• **Extrait présenté**
>>

Le cas type est un agent posté en région qui n’effectue que trois ou quatre tests l’an et n’est appelé à témoigner que pour un de ces dossiers. Il fait au mieux de sa connaissance. Malgré tout, sitôt dans le box des témoins, sitôt démoli, mis en pièces. Et là, il n’y a plus de limites. «On a vu des gens à 250 [plus de trois fois le 0,08] se faire acquitter.»
Trois experts pour tout le Québec
«C’est une questio de choix de société: est-ce qu’on veut arrêter juste les gens qui sont saouls morts?», demande M. Robitaille. Pour l’instant, 80 % des personnes qui se font pincer plaident coupables. Mais si elles savaient qu’il existe une multitude de défenses possibles, parfois sorties des confins de l’imaginaire, on risquerait de voir bon nombre d’entre elles devant le juge.
Encore faut-il en avoir les moyens, rappelle cependant M. Robitaille. Ce type de procès peut facilement durer de un à deux ans. Il faut alors payer avocats et experts.
Pour les plus fortunés, il semble néanmoins que le jeu en vaille le coup. Surtout quand on apprend de M. Robitaille que seulement trois experts du Laboratoire de sciences judiciaires sont habilités à témoigner. Vu le nombre de causes, on imagine bien qu’ils n’assistent pas à toutes. «C’est sûr que la défense profite de ça», convient-il.
Au nombre de ces avocats qui exploitent les ratés du système, on retrouve Me Serge Goulet. Vous vous souvenez du juge acquitté parce qu’il avait fait nettoyer son dentier avec un solvant par un denturologiste? C’était son avocat.

<<

• **Objectif de l'exercice**
Réécrivez l'extrait sur l'alcool au volant de « Le cas type » à « devant le juge. » en remplaçant « agent » par « policier ». Les entrées ci-après n'ont aucun rapport avec l'extrait.

• **Données affichées**
>>

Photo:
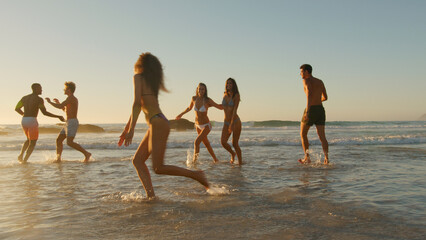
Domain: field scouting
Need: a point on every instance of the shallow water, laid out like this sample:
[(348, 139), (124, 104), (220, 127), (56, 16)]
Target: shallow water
[(373, 189)]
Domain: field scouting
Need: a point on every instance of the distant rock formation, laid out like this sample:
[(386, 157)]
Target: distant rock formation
[(181, 124)]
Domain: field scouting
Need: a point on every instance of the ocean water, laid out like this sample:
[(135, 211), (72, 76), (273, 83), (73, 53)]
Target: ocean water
[(374, 188)]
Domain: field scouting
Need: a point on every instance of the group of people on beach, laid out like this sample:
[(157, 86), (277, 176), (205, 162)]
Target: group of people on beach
[(32, 103), (148, 81)]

<<

• **Solution proposée**
Le cas type est un policier posté en région qui n’effectue que trois ou quatre tests l’an et n’est appelé à témoigner que pour un de ces dossiers. Il fait au mieux de sa connaissance. Malgré tout, sitôt dans le box des témoins, sitôt démoli, mis en pièces. Et là, il n’y a plus de limites. «On a vu des gens à 250 [plus de trois fois le 0,08] se faire acquitter.»
Trois experts pour tout le Québec
«C’est une questio de choix de société: est-ce qu’on veut arrêter juste les gens qui sont saouls morts?», demande M. Robitaille. Pour l’instant, 80 % des personnes qui se font pincer plaident coupables. Mais si elles savaient qu’il existe une multitude de défenses possibles, parfois sorties des confins de l’imaginaire, on risquerait de voir bon nombre d’entre elles devant le juge.